## Work required:
Retype the lines below from the line with "For every instance of the red glass" up to and including the line with "[[568, 396], [468, 281]]", keeping every character unchanged.
==== Listed records
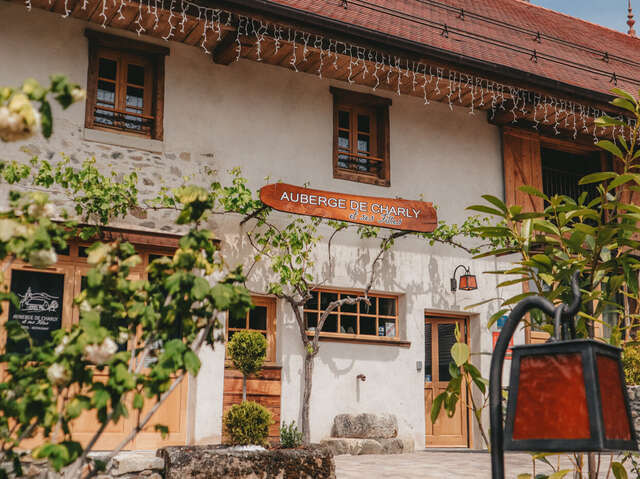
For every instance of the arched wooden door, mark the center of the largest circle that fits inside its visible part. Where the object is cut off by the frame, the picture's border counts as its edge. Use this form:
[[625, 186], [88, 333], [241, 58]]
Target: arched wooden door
[[439, 337]]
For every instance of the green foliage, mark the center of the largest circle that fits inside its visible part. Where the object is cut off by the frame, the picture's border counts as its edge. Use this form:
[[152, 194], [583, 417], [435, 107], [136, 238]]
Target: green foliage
[[595, 236], [631, 364], [247, 351], [290, 436], [463, 376], [98, 198], [172, 313], [18, 117], [248, 423]]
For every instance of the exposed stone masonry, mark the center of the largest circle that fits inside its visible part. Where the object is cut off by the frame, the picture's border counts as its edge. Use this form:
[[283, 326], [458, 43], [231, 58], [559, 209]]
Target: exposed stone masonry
[[155, 169]]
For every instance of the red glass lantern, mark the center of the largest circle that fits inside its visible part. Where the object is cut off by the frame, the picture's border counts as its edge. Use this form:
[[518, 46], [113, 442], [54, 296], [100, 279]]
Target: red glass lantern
[[568, 396], [468, 281]]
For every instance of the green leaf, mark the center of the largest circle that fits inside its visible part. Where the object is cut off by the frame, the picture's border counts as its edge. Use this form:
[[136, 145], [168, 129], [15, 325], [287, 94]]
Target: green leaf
[[604, 175], [138, 401], [460, 353], [620, 180], [77, 405], [496, 316], [560, 474], [517, 298], [163, 430], [496, 202], [486, 209], [619, 472], [200, 288], [437, 405]]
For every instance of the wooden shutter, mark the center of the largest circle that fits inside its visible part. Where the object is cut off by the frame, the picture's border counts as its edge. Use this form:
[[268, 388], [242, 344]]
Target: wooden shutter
[[522, 166]]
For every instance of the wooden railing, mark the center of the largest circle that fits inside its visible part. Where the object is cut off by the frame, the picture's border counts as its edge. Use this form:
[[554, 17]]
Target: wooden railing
[[119, 120], [370, 165]]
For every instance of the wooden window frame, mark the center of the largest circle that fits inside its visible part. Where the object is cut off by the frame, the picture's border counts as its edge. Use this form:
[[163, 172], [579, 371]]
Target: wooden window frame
[[105, 45], [270, 303], [357, 337], [522, 157], [377, 108]]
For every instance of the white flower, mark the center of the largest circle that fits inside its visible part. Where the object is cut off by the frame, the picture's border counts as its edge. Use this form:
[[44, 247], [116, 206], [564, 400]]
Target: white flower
[[99, 354], [57, 374], [85, 307], [36, 209], [15, 123], [123, 337], [43, 258], [4, 117], [49, 210], [78, 94], [60, 347]]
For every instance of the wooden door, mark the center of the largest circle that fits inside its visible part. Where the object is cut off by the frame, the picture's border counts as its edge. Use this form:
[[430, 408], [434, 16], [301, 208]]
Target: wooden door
[[439, 337]]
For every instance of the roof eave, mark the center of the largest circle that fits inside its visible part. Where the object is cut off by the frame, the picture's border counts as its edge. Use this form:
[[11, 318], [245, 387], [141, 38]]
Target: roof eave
[[359, 33]]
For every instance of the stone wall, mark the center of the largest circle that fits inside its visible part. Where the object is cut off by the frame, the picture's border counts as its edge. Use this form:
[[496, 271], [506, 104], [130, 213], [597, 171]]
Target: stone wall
[[213, 462], [126, 465]]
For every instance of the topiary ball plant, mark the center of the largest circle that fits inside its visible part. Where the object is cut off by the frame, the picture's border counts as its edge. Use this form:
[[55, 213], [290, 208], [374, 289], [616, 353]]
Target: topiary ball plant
[[290, 435], [248, 423], [247, 351]]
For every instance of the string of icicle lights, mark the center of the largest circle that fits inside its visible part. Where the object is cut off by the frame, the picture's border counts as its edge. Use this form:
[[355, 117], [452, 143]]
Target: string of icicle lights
[[364, 62]]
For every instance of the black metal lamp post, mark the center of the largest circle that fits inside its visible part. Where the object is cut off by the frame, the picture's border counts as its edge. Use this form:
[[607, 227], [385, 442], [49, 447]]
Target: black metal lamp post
[[468, 281], [564, 395]]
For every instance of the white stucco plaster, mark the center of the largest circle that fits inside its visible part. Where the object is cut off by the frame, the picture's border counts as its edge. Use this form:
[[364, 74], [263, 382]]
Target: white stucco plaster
[[276, 123]]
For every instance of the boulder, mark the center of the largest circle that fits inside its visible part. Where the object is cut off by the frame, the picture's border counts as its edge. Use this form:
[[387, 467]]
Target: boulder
[[355, 446], [365, 426], [128, 462], [213, 462]]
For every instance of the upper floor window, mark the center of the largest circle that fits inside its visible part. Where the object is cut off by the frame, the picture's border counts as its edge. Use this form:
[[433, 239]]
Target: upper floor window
[[125, 86], [361, 137], [562, 171]]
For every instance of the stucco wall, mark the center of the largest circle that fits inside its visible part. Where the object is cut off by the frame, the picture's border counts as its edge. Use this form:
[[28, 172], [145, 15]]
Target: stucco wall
[[278, 124]]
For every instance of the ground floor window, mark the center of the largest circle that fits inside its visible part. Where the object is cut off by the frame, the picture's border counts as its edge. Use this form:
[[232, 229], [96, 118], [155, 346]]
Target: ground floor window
[[380, 318], [260, 318], [45, 296]]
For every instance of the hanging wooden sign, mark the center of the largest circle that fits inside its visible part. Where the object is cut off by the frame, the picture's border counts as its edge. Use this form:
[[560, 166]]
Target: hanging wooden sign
[[367, 210]]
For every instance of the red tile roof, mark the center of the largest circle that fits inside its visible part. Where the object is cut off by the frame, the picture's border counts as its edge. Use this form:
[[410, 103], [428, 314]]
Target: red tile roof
[[501, 32]]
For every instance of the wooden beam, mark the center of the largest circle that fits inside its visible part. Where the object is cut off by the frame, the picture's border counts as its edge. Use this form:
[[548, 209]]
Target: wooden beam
[[225, 51]]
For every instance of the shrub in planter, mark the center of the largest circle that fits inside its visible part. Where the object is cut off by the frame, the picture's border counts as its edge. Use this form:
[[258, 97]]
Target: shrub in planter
[[290, 436], [248, 423], [247, 351], [631, 364]]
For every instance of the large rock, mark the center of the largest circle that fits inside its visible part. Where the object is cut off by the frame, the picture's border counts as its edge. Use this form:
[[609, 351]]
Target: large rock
[[212, 462], [355, 446], [365, 426]]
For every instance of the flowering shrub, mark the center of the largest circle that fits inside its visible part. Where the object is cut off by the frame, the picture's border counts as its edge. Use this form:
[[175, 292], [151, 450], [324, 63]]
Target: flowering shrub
[[18, 117], [46, 386]]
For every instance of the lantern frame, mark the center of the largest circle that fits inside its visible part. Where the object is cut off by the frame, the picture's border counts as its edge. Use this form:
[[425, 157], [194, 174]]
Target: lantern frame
[[588, 350]]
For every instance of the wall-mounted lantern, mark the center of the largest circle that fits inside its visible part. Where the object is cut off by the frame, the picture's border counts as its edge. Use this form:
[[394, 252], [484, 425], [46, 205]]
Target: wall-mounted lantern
[[468, 281], [565, 395]]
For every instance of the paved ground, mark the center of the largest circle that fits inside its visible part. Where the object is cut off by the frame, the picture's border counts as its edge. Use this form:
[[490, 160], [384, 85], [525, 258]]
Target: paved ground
[[440, 465]]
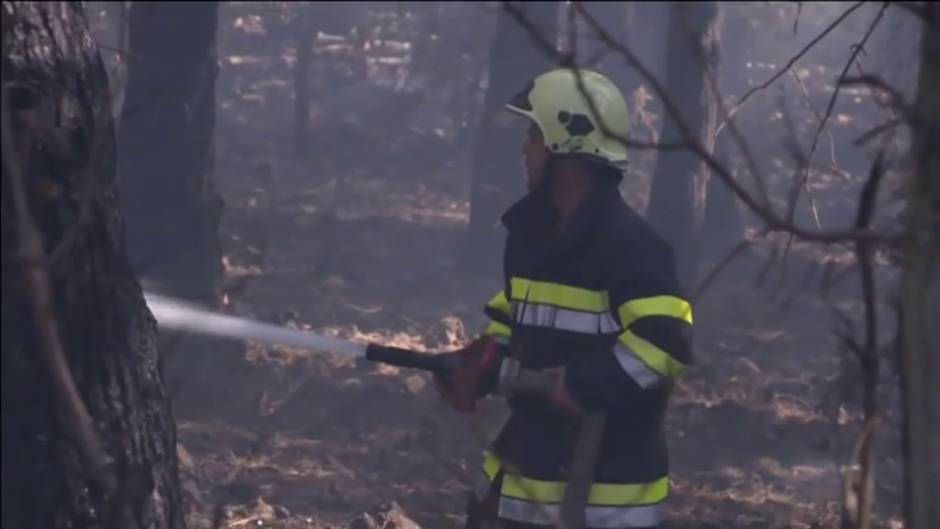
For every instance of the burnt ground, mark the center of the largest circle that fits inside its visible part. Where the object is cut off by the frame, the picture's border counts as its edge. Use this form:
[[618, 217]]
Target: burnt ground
[[359, 241]]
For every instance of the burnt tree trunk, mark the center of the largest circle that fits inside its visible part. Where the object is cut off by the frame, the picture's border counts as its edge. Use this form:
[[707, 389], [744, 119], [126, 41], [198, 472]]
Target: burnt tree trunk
[[72, 308], [497, 178], [165, 157], [165, 149], [919, 338], [673, 206]]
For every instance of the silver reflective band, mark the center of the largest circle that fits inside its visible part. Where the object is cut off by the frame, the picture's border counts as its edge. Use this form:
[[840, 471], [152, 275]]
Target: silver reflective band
[[539, 315], [482, 486], [636, 368], [599, 517]]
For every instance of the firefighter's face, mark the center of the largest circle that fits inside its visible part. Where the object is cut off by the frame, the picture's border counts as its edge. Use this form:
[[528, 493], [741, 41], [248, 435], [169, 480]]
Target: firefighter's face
[[534, 155]]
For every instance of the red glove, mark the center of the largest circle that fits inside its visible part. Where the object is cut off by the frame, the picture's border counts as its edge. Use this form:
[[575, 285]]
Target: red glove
[[479, 366]]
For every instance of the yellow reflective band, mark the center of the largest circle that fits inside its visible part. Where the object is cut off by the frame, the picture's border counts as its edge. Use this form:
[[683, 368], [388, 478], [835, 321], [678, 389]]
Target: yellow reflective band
[[605, 494], [655, 306], [559, 295], [496, 328], [500, 303], [654, 357], [601, 494]]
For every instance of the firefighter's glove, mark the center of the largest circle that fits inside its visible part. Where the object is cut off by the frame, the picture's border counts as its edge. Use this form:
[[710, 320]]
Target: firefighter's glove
[[475, 374]]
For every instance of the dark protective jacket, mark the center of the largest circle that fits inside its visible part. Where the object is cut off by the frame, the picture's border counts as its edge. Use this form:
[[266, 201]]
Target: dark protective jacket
[[602, 300]]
========
## Right answer:
For every instance of the red glass lantern, mark the center of the largest circle that fits inside its visible part. Where the object is cut off by the frame, the picture's border counts as its edge. Use this form:
[[518, 46], [113, 442], [54, 296], [100, 279]]
Target: red glass lantern
[[568, 396], [468, 281]]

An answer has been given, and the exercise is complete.